Task description: Before you return the entries below, strip out the pictures and keep all else exact.

[Opening Records section]

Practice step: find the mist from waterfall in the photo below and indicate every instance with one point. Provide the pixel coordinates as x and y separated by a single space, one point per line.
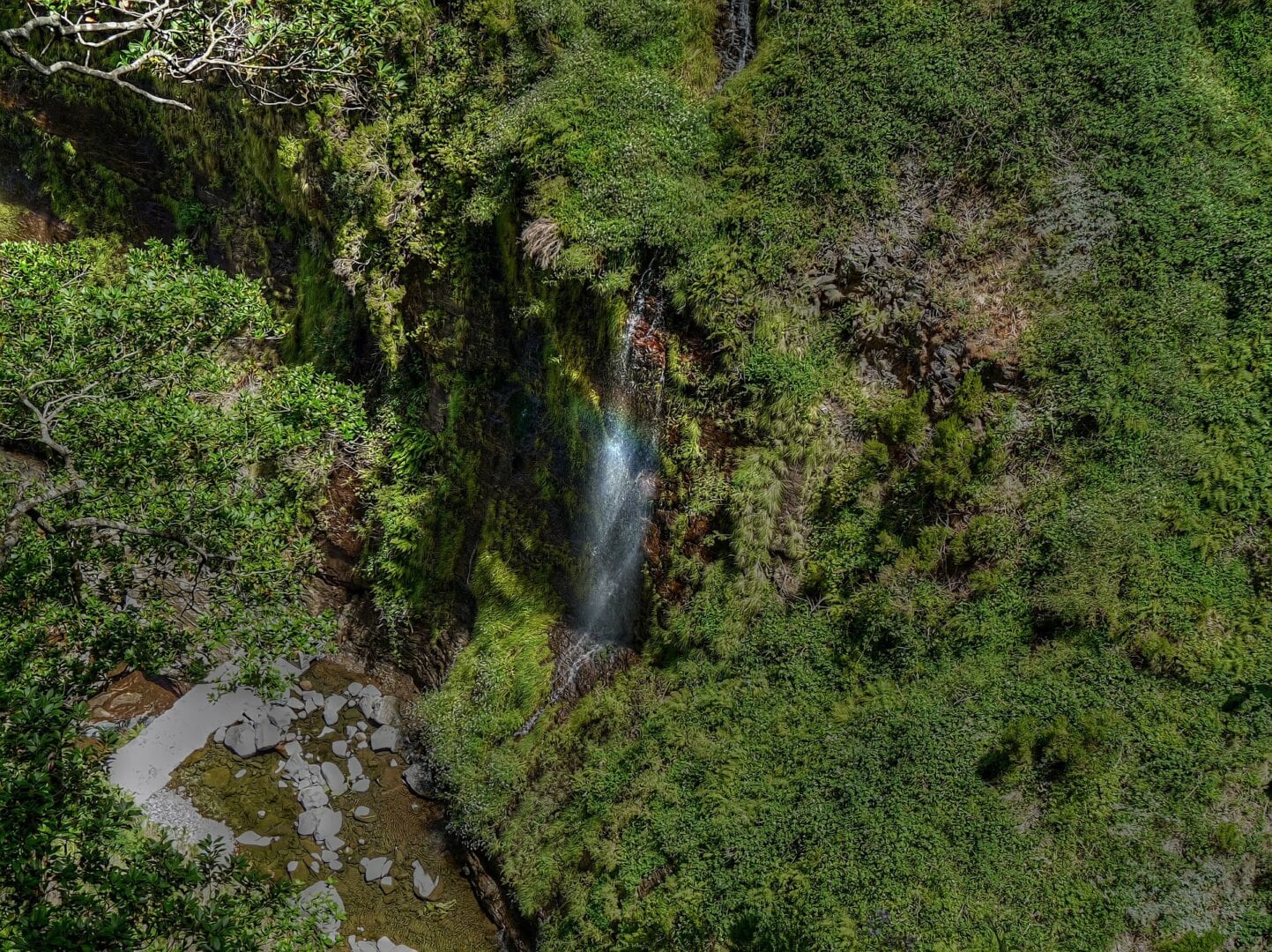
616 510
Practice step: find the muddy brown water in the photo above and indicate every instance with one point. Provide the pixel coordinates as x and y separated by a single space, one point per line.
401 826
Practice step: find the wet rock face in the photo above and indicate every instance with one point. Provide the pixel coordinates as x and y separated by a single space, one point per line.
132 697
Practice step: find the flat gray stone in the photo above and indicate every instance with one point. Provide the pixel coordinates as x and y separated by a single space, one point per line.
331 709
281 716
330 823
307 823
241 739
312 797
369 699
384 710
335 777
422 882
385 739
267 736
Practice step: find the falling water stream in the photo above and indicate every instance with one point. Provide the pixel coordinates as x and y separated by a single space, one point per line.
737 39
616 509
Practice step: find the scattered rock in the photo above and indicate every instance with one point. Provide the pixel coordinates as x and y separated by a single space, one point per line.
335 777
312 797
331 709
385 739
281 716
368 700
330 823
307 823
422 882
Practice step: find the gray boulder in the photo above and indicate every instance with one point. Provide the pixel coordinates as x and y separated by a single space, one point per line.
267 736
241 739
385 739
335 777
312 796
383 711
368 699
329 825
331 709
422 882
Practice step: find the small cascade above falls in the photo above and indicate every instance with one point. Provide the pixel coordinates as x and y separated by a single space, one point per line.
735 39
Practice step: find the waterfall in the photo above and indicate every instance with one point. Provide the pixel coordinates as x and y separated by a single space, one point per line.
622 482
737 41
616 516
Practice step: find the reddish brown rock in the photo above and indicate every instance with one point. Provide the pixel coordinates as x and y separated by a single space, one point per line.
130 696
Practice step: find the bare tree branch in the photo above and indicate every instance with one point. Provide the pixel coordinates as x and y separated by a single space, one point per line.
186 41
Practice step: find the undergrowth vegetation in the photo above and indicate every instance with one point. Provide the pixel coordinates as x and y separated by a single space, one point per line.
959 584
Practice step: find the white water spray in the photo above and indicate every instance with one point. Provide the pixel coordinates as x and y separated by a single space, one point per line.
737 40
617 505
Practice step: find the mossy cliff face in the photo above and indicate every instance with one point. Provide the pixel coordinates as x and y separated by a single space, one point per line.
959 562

[Closing Records section]

Answer:
Practice step: find the mist from waterfall in the photo below and indicate every instance with one point. Provide the pixel coordinates as x and y separated by a single space, one point per line.
616 510
Practice step: find the muddy brown water in the photo above and indicate every instance with one point. Provide the pixel coordinates as x and y separated by a single space, one point per line.
401 826
Practice step: find the wet rock face in the photo above and indicate every instance with one point. Provide the pixel coordinates as x and y separated by a single space, one point per line.
132 697
Practice step: find the flat gray stone in the photo above and indicate every instance with one point. Provide the pixel coordinates as x and y separated by a single space, one point per line.
331 709
281 716
330 823
307 823
241 739
312 797
369 699
384 710
335 777
422 882
385 739
267 736
Practice step: find the falling water stream in the photo above and indicate every instance with one point. Provide the pixel coordinates as x and y separated by a single space, one point per line.
737 39
616 509
Practice step: find the scattered rock in the photo above and indicate every instance with one point. Provide the pixel coordinates as x and y separated by a single space, one point per line.
335 777
312 797
331 709
385 739
281 716
368 700
330 823
307 823
422 882
Practice step: find the gray boulder in the photo above and indicate every instance with one point. Provide the pixel coordinates as x and y separated by a single space, one point per line.
267 736
241 739
385 739
335 777
312 796
383 711
368 699
329 825
331 709
422 882
Practice step: find the small cascade above falls in the photo above and indicate every instance with one point. Provide the pixel coordinates as x and y separated by a single space, one point per line.
735 39
Practice step: find the waterfall in the photo above and indicate every instance with one point. Provide the pixel coordinates as x and y separated by a single space, one point per line.
622 482
737 41
616 516
Practice step: find the reddish brown rock in the photo above and indicate every instance with one point. Provide the pixel coordinates as x and y separated by a single space, one point per line.
130 696
Practice step: find the bare tree branch in the photo above and indicate every instance with one point. Provide the pixel coordinates as x and y separated by a single space, one point per line.
186 41
Practice step: find the undergrowth vegetation in the photo above and indicate every instance with one point. Provide the pixel coordinates as x and y separated by a single space, one point per line.
959 584
Practice step: find the white water spray in the photo above and indicate every instance with one point. Provide the pixel coordinates as x and y separated by a single space, one point per line.
737 40
617 505
Practice step: find the mossy cliff face in the photo above and indicate every instance with one point. Provide the pixel coordinates as x and y separated by a single space, one point per line.
959 562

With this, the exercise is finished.